_EXERCISE DESCRIPTION_. Starting at the line that contains "Now, which portion of the image is the roof" and ending with the last line of the entries, reproduce every line character for character.

_DATA ROWS_.
━━━━━━━━━━━━━━━━

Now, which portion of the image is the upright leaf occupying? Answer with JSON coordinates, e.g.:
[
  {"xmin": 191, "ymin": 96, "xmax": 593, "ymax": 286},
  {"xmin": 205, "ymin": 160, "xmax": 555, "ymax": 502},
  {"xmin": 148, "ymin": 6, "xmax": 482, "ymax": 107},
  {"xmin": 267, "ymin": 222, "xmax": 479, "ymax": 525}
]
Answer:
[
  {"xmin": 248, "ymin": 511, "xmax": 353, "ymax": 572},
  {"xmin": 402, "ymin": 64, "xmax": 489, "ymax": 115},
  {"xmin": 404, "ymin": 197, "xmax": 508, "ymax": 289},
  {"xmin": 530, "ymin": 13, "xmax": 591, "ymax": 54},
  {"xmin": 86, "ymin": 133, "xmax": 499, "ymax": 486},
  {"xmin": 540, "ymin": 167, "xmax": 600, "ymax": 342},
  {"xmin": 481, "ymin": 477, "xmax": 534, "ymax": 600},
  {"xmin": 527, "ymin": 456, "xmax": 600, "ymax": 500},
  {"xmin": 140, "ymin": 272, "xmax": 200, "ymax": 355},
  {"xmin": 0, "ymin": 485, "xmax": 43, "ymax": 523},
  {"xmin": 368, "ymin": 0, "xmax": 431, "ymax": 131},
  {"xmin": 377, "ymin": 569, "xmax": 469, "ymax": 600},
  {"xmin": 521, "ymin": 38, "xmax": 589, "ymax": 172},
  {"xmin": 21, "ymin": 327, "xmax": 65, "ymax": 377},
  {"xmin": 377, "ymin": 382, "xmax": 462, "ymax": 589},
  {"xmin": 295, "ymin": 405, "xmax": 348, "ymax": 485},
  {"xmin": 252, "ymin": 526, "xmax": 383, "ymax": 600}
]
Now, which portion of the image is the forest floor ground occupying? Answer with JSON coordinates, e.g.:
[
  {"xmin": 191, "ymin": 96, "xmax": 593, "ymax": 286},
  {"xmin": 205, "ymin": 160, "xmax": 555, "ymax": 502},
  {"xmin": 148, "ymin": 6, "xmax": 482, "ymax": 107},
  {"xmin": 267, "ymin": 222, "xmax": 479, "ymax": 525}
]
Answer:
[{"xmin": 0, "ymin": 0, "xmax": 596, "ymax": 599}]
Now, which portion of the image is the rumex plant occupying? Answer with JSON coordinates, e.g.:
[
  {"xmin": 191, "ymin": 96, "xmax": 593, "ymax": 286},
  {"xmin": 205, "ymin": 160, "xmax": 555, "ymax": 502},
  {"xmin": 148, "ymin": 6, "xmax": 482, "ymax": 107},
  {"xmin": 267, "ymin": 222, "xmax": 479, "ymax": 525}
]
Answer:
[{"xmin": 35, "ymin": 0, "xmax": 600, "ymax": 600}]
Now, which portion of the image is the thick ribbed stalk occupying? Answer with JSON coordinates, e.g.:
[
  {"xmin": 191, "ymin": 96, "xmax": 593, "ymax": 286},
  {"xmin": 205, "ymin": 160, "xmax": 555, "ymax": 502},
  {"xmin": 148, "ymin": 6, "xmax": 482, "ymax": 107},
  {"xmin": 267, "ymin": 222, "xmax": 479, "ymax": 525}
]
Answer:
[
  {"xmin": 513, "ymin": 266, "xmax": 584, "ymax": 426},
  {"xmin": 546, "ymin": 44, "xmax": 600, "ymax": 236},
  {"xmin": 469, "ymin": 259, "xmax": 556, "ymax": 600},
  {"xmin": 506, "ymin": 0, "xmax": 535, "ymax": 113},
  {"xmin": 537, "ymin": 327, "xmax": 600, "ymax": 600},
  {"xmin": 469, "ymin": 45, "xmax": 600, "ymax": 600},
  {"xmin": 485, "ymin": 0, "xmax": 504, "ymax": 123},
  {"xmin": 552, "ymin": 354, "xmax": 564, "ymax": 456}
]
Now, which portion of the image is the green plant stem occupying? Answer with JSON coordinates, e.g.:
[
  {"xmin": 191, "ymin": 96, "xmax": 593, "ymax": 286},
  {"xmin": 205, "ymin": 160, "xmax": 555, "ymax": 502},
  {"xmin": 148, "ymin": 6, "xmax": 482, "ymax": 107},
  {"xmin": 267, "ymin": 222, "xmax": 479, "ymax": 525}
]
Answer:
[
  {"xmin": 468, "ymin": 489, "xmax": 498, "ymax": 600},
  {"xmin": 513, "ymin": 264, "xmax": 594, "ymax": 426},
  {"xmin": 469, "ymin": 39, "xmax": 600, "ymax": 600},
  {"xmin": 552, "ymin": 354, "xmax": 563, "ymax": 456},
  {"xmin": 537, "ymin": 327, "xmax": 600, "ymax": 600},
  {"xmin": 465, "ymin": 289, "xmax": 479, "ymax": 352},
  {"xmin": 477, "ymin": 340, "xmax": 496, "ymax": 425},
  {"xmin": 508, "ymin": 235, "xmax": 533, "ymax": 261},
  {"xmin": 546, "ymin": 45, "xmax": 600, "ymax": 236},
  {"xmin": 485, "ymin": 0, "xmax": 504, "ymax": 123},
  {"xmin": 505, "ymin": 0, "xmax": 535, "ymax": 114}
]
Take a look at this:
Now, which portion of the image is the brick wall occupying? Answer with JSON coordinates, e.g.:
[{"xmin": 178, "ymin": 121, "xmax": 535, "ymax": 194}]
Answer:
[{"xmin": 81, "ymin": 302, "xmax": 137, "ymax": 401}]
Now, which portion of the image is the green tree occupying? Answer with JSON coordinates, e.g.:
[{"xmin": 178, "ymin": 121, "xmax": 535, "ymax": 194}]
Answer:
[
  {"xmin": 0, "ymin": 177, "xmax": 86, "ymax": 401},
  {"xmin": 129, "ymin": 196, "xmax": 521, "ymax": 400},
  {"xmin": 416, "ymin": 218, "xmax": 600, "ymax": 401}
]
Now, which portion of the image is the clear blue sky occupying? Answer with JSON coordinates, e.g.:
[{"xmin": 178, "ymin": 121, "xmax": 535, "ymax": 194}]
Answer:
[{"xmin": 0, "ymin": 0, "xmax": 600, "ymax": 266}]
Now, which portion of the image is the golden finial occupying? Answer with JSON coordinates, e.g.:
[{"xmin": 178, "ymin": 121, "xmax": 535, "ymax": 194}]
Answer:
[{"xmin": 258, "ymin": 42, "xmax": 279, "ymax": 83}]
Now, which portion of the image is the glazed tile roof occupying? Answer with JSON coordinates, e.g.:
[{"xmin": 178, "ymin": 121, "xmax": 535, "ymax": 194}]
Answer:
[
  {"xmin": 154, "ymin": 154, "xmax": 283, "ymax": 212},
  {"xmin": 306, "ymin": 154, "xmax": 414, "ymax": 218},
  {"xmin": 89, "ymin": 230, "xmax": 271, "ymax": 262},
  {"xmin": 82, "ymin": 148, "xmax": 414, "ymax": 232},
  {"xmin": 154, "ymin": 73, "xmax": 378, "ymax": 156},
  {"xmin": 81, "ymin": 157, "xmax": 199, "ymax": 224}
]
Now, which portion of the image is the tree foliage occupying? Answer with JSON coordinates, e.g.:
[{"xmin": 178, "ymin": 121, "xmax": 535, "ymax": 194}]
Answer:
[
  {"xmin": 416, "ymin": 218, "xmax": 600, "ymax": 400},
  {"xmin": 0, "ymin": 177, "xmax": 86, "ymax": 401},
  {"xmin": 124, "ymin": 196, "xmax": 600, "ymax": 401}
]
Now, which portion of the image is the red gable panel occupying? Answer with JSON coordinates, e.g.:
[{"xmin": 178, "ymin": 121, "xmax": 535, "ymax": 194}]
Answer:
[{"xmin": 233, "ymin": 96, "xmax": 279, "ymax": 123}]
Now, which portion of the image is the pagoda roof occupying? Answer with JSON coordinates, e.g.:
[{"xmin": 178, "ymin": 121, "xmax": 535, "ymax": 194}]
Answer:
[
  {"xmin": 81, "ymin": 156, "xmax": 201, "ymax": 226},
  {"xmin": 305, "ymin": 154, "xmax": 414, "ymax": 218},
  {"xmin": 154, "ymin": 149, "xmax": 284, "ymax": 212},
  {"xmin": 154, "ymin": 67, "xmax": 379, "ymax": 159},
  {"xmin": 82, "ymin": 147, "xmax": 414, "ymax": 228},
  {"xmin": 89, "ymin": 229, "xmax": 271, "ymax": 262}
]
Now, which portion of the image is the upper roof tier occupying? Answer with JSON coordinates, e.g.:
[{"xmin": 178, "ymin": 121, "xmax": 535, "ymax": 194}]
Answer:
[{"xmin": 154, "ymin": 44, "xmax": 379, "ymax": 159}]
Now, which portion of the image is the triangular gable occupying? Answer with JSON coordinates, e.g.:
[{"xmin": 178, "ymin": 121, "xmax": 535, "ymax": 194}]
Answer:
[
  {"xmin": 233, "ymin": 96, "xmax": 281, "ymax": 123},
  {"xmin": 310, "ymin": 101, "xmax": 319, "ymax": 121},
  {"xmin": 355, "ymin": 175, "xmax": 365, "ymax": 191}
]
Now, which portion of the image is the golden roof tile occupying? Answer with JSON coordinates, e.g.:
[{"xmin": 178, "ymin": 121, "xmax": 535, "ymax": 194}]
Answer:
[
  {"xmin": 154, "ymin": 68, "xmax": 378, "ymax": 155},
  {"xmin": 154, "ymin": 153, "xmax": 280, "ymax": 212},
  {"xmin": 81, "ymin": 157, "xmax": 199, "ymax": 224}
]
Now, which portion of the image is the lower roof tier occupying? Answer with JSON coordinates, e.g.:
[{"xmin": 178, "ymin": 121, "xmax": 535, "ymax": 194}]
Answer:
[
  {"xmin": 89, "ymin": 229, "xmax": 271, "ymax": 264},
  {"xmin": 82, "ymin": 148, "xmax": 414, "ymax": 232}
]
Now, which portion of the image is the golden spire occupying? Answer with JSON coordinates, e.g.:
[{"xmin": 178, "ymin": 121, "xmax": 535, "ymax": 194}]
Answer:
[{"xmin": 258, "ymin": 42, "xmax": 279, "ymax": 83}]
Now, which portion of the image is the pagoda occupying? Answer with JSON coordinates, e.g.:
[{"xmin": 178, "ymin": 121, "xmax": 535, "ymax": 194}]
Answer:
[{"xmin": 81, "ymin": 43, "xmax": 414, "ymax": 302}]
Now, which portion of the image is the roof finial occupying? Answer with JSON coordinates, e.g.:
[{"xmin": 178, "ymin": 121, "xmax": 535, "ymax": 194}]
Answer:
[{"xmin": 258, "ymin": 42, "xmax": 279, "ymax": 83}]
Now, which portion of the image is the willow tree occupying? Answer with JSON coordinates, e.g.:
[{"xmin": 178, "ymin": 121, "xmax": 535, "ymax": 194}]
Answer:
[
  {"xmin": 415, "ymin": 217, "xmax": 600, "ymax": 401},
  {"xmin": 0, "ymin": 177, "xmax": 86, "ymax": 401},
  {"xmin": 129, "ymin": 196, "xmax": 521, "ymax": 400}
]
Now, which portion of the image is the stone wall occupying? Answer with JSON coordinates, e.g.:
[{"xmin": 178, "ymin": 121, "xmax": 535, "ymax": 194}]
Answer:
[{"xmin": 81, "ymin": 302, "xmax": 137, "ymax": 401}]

━━━━━━━━━━━━━━━━

_CORRECT OUTPUT_.
Now, which portion of the image is the roof finial occupying? Answer with JSON coordinates, e.g.:
[{"xmin": 178, "ymin": 121, "xmax": 535, "ymax": 194}]
Answer:
[{"xmin": 258, "ymin": 42, "xmax": 279, "ymax": 83}]
Now, which portion of the image is the willow tree occupying? Answer with JSON coordinates, e.g.:
[{"xmin": 178, "ymin": 121, "xmax": 535, "ymax": 194}]
Answer:
[
  {"xmin": 415, "ymin": 217, "xmax": 600, "ymax": 401},
  {"xmin": 0, "ymin": 177, "xmax": 86, "ymax": 401},
  {"xmin": 129, "ymin": 196, "xmax": 521, "ymax": 400}
]
Now, which portion of the image is the stone wall occupying? Answer with JSON coordinates, e.g.:
[{"xmin": 178, "ymin": 121, "xmax": 535, "ymax": 194}]
Answer:
[{"xmin": 81, "ymin": 302, "xmax": 137, "ymax": 401}]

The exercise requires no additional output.